=== What is expected ===
Which of the lines below include "reflection"? Each one should be copied out.

=== Stored data ===

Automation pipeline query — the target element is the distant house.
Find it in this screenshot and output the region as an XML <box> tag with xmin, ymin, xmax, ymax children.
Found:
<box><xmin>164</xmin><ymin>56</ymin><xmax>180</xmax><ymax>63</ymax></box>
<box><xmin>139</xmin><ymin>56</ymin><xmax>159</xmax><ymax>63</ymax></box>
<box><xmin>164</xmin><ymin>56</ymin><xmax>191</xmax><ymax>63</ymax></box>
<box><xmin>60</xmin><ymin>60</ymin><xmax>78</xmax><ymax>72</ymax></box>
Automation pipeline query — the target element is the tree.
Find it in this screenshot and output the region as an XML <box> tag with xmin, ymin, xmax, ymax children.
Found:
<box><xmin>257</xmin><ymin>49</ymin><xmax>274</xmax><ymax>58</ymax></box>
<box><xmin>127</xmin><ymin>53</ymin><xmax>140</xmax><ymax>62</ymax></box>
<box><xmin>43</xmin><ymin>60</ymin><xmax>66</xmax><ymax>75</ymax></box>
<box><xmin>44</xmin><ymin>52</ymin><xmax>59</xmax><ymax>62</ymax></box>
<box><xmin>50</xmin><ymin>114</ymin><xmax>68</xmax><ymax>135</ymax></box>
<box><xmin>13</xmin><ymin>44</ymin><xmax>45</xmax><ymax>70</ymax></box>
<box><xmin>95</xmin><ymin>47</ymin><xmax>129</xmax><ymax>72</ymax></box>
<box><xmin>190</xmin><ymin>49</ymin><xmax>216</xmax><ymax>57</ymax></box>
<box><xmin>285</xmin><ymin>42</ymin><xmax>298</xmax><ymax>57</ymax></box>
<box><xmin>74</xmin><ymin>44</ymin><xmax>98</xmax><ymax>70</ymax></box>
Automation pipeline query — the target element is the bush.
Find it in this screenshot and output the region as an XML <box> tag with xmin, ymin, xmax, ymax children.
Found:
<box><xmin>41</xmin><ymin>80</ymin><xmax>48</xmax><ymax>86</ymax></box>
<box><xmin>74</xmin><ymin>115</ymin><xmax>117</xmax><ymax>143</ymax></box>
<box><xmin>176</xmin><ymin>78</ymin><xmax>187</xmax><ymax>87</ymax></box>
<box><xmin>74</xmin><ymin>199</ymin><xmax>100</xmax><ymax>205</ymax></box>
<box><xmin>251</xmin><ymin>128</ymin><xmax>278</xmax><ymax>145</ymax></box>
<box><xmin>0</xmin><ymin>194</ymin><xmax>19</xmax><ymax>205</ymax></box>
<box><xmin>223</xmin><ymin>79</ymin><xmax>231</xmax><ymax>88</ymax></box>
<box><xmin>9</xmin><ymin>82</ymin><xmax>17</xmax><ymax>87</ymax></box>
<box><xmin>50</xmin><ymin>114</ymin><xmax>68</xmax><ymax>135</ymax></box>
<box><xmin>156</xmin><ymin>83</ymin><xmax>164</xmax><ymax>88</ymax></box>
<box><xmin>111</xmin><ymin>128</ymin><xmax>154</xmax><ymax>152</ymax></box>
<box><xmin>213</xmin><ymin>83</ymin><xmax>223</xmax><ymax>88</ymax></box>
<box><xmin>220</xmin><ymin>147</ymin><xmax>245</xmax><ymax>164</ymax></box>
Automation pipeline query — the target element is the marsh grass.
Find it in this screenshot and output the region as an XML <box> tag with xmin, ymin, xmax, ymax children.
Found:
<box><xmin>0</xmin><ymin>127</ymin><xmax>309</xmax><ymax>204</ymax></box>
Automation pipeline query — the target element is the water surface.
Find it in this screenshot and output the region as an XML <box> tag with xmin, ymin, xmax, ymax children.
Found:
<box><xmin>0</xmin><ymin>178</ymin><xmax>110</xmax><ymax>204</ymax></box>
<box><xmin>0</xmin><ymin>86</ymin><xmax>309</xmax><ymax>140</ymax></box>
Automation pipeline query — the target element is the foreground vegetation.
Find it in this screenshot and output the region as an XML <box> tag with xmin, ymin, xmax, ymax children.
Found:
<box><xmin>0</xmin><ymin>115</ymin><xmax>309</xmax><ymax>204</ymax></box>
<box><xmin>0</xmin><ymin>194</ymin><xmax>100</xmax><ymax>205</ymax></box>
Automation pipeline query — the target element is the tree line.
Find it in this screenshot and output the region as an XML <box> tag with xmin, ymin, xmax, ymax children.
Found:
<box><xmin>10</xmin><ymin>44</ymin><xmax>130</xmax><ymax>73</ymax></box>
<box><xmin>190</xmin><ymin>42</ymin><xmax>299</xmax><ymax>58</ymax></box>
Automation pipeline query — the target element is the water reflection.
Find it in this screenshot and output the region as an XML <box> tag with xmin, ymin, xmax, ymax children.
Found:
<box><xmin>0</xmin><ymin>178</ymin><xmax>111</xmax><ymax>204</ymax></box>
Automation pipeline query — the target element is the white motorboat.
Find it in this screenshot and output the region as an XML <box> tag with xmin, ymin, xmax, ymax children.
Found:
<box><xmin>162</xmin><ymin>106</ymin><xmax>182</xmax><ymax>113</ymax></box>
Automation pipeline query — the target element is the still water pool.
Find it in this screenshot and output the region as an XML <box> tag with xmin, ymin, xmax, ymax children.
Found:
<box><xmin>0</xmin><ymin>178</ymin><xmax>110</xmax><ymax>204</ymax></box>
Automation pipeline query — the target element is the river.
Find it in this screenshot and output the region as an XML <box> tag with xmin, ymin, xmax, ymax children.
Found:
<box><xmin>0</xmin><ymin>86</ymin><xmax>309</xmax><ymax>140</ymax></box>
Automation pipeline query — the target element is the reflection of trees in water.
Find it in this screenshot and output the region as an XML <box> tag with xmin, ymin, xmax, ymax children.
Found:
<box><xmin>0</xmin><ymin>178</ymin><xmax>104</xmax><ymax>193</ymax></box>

=== Answer for this exercise ===
Automation pipeline query — the target element is the water reflection.
Automation pipeline query — the target element is the reflection of trees in water.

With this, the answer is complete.